Start Data shown

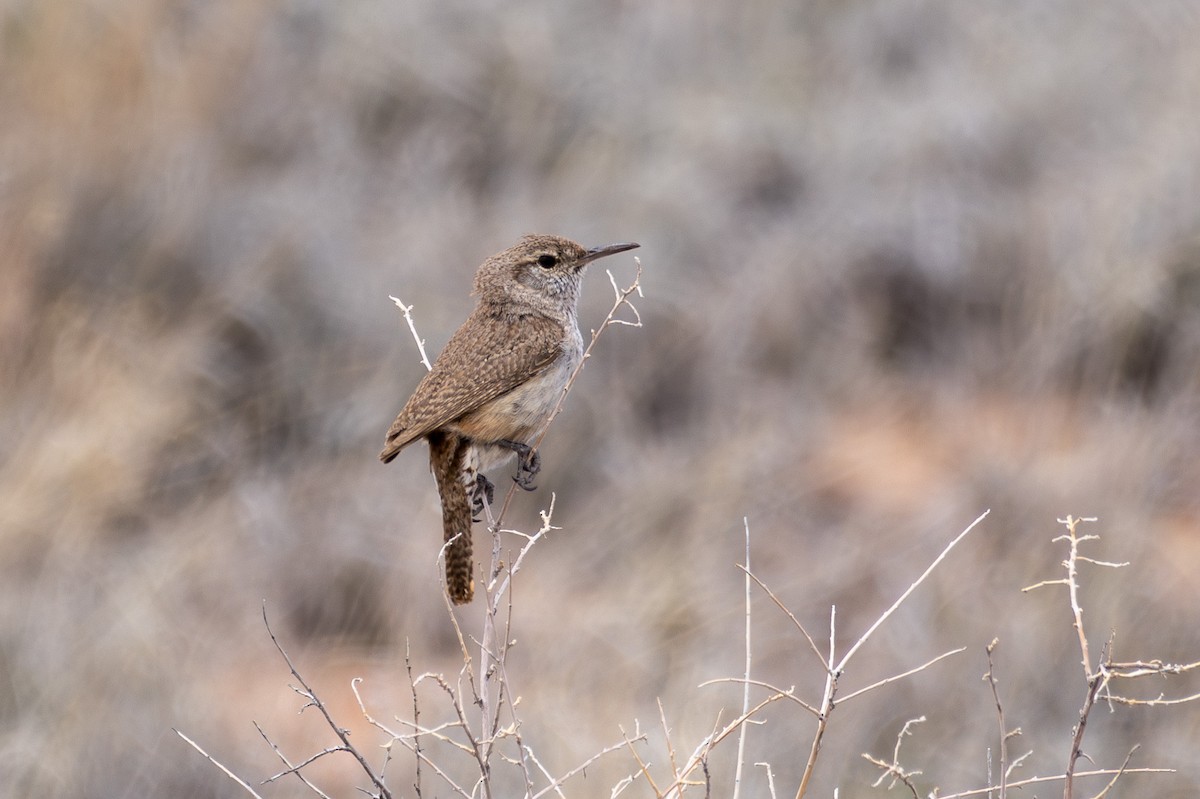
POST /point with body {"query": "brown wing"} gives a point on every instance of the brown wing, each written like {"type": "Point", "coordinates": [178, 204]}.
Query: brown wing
{"type": "Point", "coordinates": [487, 356]}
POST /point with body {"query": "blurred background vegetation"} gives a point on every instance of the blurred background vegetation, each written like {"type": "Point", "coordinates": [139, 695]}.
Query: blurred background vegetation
{"type": "Point", "coordinates": [905, 260]}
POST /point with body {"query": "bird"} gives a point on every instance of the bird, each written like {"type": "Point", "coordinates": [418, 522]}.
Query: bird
{"type": "Point", "coordinates": [493, 388]}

End Data shown

__Required work__
Every entry must be reproduced exactly, with the images left out.

__Response__
POST /point with body {"query": "brown wing"} gives a point on every instance of the brown wing, each written like {"type": "Point", "coordinates": [178, 204]}.
Query: brown wing
{"type": "Point", "coordinates": [487, 356]}
POST /point with body {"query": "blurred background vegetation"} gives a point on every instance of the blurred background vegetation, each written like {"type": "Point", "coordinates": [139, 695]}.
Query: blurred background vegetation
{"type": "Point", "coordinates": [905, 260]}
POST /point with body {"query": "bird"} gives a point on every instance of the bird, each written like {"type": "Point", "coordinates": [418, 522]}.
Query: bird
{"type": "Point", "coordinates": [493, 388]}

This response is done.